Each entry has to be copied exactly, with nothing missed.
# # # # # # #
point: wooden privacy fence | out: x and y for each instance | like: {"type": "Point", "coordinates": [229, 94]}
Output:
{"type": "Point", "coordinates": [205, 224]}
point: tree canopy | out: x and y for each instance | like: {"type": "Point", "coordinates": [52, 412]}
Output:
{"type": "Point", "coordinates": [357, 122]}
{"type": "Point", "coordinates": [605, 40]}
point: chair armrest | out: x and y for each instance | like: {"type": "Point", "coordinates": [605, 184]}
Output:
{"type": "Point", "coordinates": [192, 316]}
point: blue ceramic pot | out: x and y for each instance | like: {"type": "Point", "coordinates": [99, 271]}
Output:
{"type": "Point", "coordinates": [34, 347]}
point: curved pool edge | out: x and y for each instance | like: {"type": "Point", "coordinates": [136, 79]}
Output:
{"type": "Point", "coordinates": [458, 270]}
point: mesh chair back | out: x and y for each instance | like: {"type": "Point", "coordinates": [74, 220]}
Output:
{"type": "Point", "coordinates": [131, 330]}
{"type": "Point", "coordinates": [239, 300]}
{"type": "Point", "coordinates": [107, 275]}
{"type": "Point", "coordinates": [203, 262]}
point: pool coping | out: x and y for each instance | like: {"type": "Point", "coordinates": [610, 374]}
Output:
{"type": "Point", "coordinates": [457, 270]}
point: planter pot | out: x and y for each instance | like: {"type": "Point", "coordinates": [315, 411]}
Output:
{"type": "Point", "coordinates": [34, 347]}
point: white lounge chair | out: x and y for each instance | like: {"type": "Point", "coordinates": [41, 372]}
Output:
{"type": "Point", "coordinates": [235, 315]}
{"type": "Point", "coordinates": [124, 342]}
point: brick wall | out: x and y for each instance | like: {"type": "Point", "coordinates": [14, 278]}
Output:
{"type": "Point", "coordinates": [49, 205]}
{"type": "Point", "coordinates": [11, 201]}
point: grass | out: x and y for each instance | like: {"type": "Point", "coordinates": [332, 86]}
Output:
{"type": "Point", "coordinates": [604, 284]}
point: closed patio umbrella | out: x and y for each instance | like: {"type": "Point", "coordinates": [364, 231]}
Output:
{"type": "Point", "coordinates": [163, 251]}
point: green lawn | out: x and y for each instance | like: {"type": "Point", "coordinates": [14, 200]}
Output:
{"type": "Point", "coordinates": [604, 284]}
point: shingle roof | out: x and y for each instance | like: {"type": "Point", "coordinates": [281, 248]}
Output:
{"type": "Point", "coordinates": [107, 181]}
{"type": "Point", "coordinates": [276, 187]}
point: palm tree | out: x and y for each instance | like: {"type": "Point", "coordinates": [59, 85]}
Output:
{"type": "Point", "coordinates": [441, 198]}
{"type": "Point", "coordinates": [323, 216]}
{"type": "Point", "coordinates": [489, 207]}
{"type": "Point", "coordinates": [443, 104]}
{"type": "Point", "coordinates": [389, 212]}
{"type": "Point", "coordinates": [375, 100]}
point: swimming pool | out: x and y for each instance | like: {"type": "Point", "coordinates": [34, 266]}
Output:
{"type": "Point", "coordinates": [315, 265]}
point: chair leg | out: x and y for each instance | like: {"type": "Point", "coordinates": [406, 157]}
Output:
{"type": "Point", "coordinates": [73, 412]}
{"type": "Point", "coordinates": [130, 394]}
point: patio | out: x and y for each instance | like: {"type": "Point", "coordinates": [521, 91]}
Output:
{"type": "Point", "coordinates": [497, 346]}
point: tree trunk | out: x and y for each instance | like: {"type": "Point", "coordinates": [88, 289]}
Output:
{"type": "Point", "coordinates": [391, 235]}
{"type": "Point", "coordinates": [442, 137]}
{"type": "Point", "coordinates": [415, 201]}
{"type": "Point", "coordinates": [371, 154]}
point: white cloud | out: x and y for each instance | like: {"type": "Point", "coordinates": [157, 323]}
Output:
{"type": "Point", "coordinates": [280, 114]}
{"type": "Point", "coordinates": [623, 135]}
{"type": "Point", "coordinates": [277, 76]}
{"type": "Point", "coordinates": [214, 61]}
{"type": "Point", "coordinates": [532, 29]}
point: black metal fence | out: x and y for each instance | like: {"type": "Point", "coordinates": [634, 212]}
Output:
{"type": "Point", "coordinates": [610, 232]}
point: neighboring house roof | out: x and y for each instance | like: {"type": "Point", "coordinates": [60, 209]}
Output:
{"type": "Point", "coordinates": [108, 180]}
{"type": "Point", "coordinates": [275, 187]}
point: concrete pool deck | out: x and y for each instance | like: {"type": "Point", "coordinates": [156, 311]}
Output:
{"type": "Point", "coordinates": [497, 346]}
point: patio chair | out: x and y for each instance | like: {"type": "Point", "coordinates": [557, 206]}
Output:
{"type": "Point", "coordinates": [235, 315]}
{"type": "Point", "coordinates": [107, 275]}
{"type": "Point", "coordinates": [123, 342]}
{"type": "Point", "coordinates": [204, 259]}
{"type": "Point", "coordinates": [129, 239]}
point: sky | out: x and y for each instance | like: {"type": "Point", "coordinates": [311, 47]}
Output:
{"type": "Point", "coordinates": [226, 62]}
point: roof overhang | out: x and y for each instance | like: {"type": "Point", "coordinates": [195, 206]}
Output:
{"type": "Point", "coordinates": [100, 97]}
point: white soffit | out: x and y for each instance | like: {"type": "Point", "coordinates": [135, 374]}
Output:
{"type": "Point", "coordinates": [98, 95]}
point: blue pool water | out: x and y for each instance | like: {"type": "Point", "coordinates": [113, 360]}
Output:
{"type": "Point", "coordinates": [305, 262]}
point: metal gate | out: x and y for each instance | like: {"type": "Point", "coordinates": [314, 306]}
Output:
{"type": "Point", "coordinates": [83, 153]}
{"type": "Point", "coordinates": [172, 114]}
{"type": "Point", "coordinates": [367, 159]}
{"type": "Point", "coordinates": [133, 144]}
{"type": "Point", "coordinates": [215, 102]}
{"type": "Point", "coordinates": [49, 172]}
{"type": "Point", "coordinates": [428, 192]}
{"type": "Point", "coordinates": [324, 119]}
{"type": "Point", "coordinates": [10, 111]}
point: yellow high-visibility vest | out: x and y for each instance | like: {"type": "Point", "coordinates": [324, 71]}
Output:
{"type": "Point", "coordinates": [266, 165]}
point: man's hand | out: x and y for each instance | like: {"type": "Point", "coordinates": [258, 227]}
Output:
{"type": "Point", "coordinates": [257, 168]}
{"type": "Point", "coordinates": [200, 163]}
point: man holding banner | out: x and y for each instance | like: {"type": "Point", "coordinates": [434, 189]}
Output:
# # # # # # #
__EXERCISE RESULT__.
point: wooden privacy fence | out: x and y for each instance | like: {"type": "Point", "coordinates": [229, 94]}
Output:
{"type": "Point", "coordinates": [205, 224]}
point: tree canopy | out: x and y for each instance | like: {"type": "Point", "coordinates": [52, 412]}
Output:
{"type": "Point", "coordinates": [357, 122]}
{"type": "Point", "coordinates": [605, 40]}
point: chair armrest | out: x and y for each instance | like: {"type": "Point", "coordinates": [605, 184]}
Output:
{"type": "Point", "coordinates": [192, 316]}
point: blue ceramic pot | out: x and y for each instance | like: {"type": "Point", "coordinates": [99, 271]}
Output:
{"type": "Point", "coordinates": [34, 347]}
point: curved pool edge | out: x and y for each instance | like: {"type": "Point", "coordinates": [136, 79]}
Output:
{"type": "Point", "coordinates": [458, 270]}
point: mesh chair back | out: x and y for each instance | like: {"type": "Point", "coordinates": [74, 220]}
Output:
{"type": "Point", "coordinates": [131, 330]}
{"type": "Point", "coordinates": [239, 300]}
{"type": "Point", "coordinates": [107, 275]}
{"type": "Point", "coordinates": [203, 262]}
point: pool coping | out: x and y for each instance | like: {"type": "Point", "coordinates": [610, 374]}
Output:
{"type": "Point", "coordinates": [457, 270]}
point: planter pot | out: x and y for each instance | like: {"type": "Point", "coordinates": [315, 411]}
Output:
{"type": "Point", "coordinates": [34, 347]}
point: white lounge chair | out: x and y for each instance | like: {"type": "Point", "coordinates": [41, 372]}
Output:
{"type": "Point", "coordinates": [235, 315]}
{"type": "Point", "coordinates": [124, 342]}
point: brick wall | out: x and y for each instance | like: {"type": "Point", "coordinates": [14, 278]}
Output:
{"type": "Point", "coordinates": [49, 205]}
{"type": "Point", "coordinates": [11, 201]}
point: grass | out: x and y for each instance | like: {"type": "Point", "coordinates": [332, 86]}
Output:
{"type": "Point", "coordinates": [604, 284]}
point: closed patio umbrella | out: x and y for each instance | like: {"type": "Point", "coordinates": [364, 231]}
Output:
{"type": "Point", "coordinates": [163, 251]}
point: green lawn | out: x and y for each instance | like: {"type": "Point", "coordinates": [14, 200]}
Output:
{"type": "Point", "coordinates": [604, 284]}
point: shingle roof | out: x and y for each instance | like: {"type": "Point", "coordinates": [281, 248]}
Output:
{"type": "Point", "coordinates": [107, 181]}
{"type": "Point", "coordinates": [276, 187]}
point: palm tree | out: x and y for each instance | like: {"type": "Point", "coordinates": [59, 85]}
Output:
{"type": "Point", "coordinates": [441, 198]}
{"type": "Point", "coordinates": [323, 216]}
{"type": "Point", "coordinates": [489, 207]}
{"type": "Point", "coordinates": [443, 104]}
{"type": "Point", "coordinates": [389, 212]}
{"type": "Point", "coordinates": [375, 100]}
point: swimming pool | out: x and y for each instance | like: {"type": "Point", "coordinates": [34, 266]}
Output:
{"type": "Point", "coordinates": [315, 265]}
point: chair leg | out: x and y for each instance | like: {"type": "Point", "coordinates": [406, 157]}
Output:
{"type": "Point", "coordinates": [73, 412]}
{"type": "Point", "coordinates": [130, 394]}
point: patio | out: x and y for each instance | like: {"type": "Point", "coordinates": [521, 91]}
Output:
{"type": "Point", "coordinates": [497, 346]}
point: tree trunk | out: x and y for each instance | like: {"type": "Point", "coordinates": [88, 289]}
Output:
{"type": "Point", "coordinates": [391, 235]}
{"type": "Point", "coordinates": [442, 137]}
{"type": "Point", "coordinates": [415, 201]}
{"type": "Point", "coordinates": [371, 154]}
point: white cloud | out: x and y for each instance | like: {"type": "Point", "coordinates": [157, 323]}
Output:
{"type": "Point", "coordinates": [280, 114]}
{"type": "Point", "coordinates": [623, 135]}
{"type": "Point", "coordinates": [277, 76]}
{"type": "Point", "coordinates": [214, 61]}
{"type": "Point", "coordinates": [532, 29]}
point: black metal fence | out: x and y for each instance | like: {"type": "Point", "coordinates": [634, 212]}
Output:
{"type": "Point", "coordinates": [610, 232]}
point: neighboring house roof | out: x and y for each instance | like: {"type": "Point", "coordinates": [60, 209]}
Output:
{"type": "Point", "coordinates": [108, 180]}
{"type": "Point", "coordinates": [275, 187]}
point: concrete pool deck | out: x and y for each instance | like: {"type": "Point", "coordinates": [156, 311]}
Output:
{"type": "Point", "coordinates": [497, 346]}
point: patio chair | out: x and y for each instance | like: {"type": "Point", "coordinates": [557, 206]}
Output:
{"type": "Point", "coordinates": [235, 315]}
{"type": "Point", "coordinates": [107, 275]}
{"type": "Point", "coordinates": [123, 342]}
{"type": "Point", "coordinates": [204, 259]}
{"type": "Point", "coordinates": [129, 239]}
point: sky | out: x and y for each instance | like: {"type": "Point", "coordinates": [311, 47]}
Output:
{"type": "Point", "coordinates": [226, 62]}
point: roof overhang | out: x and y for each instance | like: {"type": "Point", "coordinates": [195, 206]}
Output:
{"type": "Point", "coordinates": [100, 97]}
point: white soffit | out: x and y for each instance | like: {"type": "Point", "coordinates": [135, 374]}
Output:
{"type": "Point", "coordinates": [98, 95]}
point: blue pool water | out: x and y for each instance | like: {"type": "Point", "coordinates": [113, 360]}
Output:
{"type": "Point", "coordinates": [305, 262]}
point: metal gate | out: x and y for each instance | like: {"type": "Point", "coordinates": [314, 306]}
Output:
{"type": "Point", "coordinates": [83, 153]}
{"type": "Point", "coordinates": [172, 114]}
{"type": "Point", "coordinates": [367, 159]}
{"type": "Point", "coordinates": [133, 144]}
{"type": "Point", "coordinates": [215, 102]}
{"type": "Point", "coordinates": [49, 172]}
{"type": "Point", "coordinates": [428, 192]}
{"type": "Point", "coordinates": [324, 119]}
{"type": "Point", "coordinates": [10, 111]}
point: yellow high-visibility vest | out: x and y for each instance | like: {"type": "Point", "coordinates": [324, 71]}
Output:
{"type": "Point", "coordinates": [266, 165]}
point: man's hand | out: x and y for each instance | like: {"type": "Point", "coordinates": [258, 227]}
Output:
{"type": "Point", "coordinates": [257, 168]}
{"type": "Point", "coordinates": [200, 163]}
point: man holding banner | out: x and y for each instance | like: {"type": "Point", "coordinates": [434, 189]}
Output:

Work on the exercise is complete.